◆ What you are asked to do ◆
Lay out every line of the records below as a numbered list, dropping any blank lines.

(Location identification items)
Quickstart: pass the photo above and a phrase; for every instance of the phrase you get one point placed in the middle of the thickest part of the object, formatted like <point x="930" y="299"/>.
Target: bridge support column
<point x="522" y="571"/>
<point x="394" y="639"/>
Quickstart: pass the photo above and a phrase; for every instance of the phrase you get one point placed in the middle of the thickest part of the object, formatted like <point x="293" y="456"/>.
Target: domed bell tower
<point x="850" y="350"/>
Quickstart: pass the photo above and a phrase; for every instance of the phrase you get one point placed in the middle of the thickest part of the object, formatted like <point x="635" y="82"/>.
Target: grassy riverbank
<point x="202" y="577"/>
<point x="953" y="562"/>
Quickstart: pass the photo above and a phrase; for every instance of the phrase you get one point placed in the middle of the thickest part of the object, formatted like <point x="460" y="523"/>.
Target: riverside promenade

◆ Expected output ◆
1. Quickstart: pass the photo above and a phrase; for every instance of the phrase you get one point placed in the middle of the thickest part of the object, formatted like <point x="930" y="299"/>.
2. Target: bridge support column
3. <point x="522" y="571"/>
4. <point x="394" y="639"/>
5. Quickstart: pass the photo above and a phrase; for every instance of the phrase you get one point placed in the middle of the thickest part of the object, formatted like <point x="293" y="456"/>.
6. Target: domed bell tower
7. <point x="850" y="350"/>
8. Quickstart: pass the photo above and a phrase; for every instance of the phrase you get one point placed in the middle of the thickest part of the object, formatted like <point x="635" y="82"/>.
9. Target: grassy riverbank
10. <point x="202" y="577"/>
11. <point x="953" y="562"/>
12. Quickstart: pass the photo above and a phrase; for every instance of the phrase you get one point placed in the middle of the thickest part of the object, formatted like <point x="460" y="523"/>.
13. Target: riverside promenade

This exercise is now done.